**Raw records**.
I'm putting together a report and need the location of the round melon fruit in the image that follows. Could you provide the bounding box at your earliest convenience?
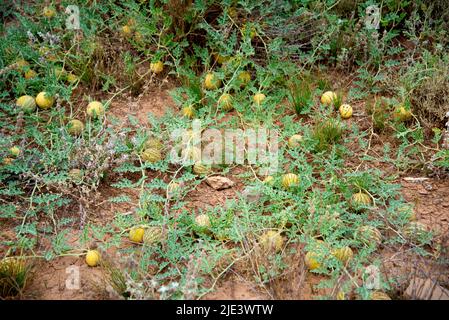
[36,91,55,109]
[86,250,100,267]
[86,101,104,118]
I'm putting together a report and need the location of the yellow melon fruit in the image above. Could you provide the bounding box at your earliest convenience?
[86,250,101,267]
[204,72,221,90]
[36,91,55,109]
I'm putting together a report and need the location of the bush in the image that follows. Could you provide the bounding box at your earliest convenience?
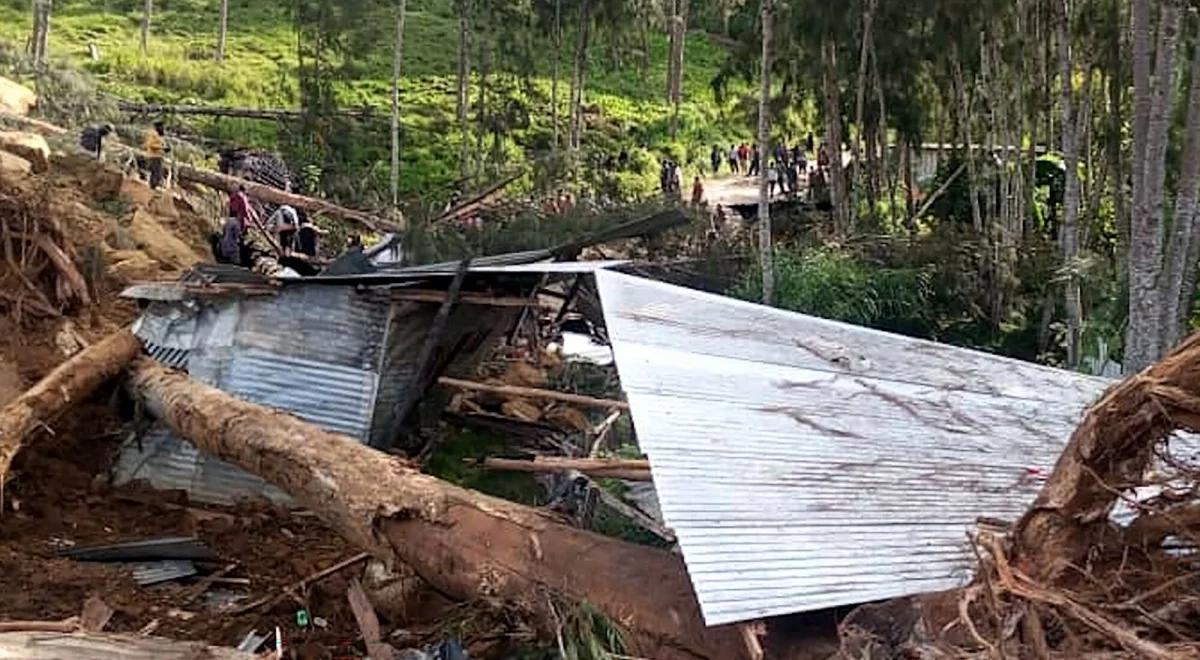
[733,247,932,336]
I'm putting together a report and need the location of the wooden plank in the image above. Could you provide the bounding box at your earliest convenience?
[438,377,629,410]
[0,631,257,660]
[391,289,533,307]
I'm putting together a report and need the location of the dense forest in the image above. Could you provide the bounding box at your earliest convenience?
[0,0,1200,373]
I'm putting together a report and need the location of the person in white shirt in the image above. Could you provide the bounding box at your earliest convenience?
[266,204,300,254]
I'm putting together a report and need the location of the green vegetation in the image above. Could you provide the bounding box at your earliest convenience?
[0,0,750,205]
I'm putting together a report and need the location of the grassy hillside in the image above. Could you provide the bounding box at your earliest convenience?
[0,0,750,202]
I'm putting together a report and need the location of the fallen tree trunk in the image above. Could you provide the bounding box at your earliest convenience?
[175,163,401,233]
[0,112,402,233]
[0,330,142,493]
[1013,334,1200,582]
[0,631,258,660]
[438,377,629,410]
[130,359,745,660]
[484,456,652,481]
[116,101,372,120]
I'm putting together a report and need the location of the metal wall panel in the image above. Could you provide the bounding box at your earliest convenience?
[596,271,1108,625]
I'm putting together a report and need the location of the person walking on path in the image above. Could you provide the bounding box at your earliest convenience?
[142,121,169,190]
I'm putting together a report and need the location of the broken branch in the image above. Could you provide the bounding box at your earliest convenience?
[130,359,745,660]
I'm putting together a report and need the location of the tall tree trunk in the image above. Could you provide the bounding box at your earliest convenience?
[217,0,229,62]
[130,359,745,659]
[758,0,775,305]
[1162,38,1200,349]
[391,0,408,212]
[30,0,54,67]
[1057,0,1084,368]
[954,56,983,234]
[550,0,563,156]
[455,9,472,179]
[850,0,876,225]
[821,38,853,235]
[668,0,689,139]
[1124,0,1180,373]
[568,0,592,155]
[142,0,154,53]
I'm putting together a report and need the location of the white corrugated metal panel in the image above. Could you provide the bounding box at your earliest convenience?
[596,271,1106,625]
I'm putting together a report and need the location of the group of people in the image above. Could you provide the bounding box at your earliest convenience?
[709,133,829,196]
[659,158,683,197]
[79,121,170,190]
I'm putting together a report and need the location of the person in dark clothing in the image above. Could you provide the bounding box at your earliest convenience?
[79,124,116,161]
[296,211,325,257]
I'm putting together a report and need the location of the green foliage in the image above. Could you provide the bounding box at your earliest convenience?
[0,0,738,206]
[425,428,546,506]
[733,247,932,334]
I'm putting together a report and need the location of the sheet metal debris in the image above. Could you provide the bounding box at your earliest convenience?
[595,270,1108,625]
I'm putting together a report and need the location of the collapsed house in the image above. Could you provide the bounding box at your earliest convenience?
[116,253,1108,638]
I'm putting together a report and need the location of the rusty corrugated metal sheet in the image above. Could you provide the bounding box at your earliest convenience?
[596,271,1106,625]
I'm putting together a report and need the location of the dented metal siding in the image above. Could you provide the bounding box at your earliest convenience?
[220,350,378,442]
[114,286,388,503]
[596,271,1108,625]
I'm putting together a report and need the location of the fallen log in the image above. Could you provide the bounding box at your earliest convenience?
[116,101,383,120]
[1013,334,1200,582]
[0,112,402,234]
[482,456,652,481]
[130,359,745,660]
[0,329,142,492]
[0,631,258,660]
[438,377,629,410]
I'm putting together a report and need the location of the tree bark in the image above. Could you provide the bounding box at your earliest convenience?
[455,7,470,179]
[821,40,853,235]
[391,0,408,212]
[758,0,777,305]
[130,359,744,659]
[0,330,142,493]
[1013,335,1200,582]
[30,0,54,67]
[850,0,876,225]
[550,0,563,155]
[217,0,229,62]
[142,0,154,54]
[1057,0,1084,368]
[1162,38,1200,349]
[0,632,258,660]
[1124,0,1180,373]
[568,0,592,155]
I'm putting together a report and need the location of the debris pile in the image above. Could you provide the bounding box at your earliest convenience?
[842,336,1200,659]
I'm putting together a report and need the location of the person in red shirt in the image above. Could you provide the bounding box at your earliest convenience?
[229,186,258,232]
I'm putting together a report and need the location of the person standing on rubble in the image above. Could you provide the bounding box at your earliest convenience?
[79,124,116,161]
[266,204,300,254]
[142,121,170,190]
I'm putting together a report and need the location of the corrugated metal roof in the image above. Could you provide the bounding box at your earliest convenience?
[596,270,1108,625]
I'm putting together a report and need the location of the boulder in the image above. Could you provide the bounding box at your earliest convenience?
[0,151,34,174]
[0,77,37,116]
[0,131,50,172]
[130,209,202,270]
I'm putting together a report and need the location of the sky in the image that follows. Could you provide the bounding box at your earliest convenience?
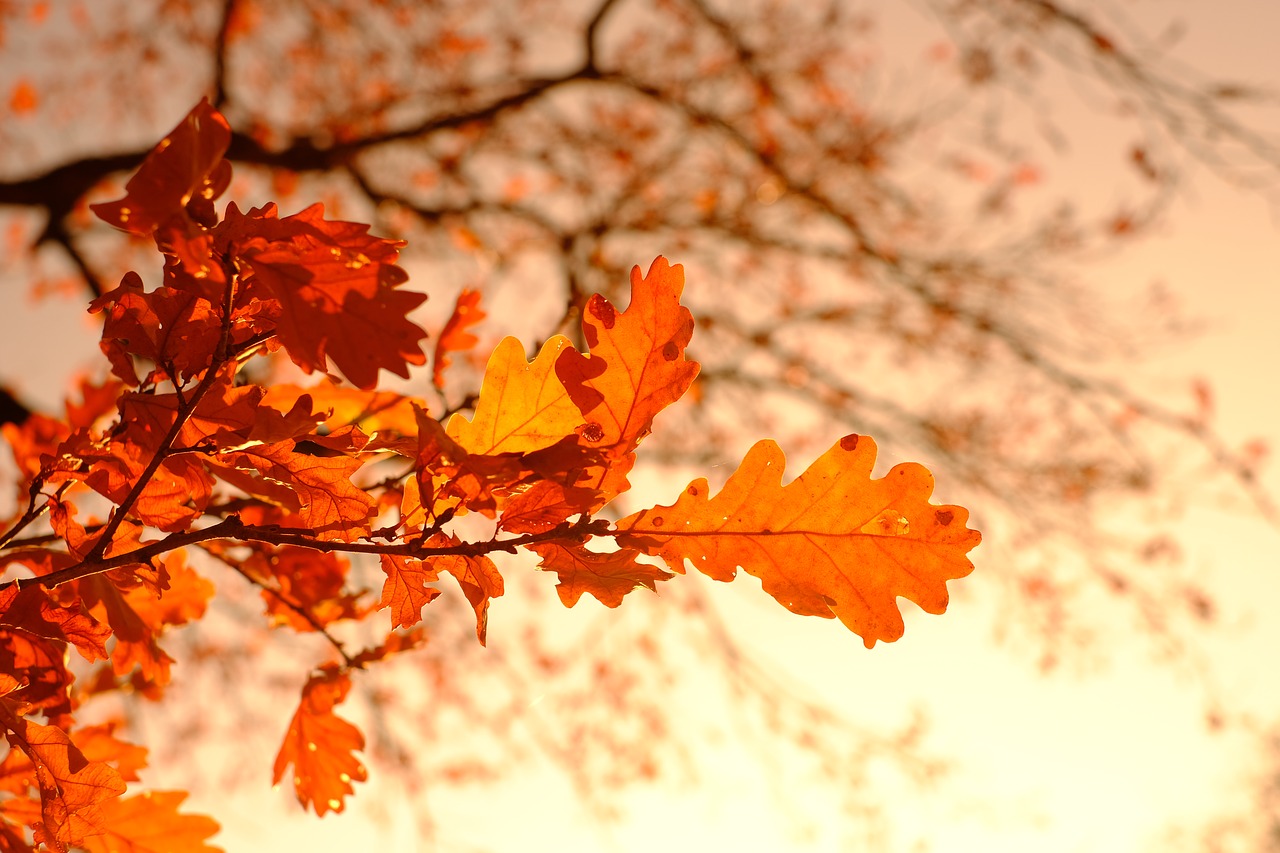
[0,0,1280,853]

**Stated exercise**.
Print exactly the lines from the line with "of the corrugated" through the end of the data, both ends included, and print no pictures.

**Exercise answer**.
I'm putting together a report and need the location of the corrugated metal roof in the image above. Could you provide the bounding box at your earliest convenience?
[596,270,1108,625]
I'm putting together a report and need the location of the boulder in the image above. Could you provide the bounding box at your earliest convenience?
[0,151,34,174]
[0,77,37,116]
[0,131,50,172]
[130,209,202,270]
I'm putting together a report and need the location of the sky in the image that follows. Could you provide the bounding box at your earliest convenience?
[0,0,1280,853]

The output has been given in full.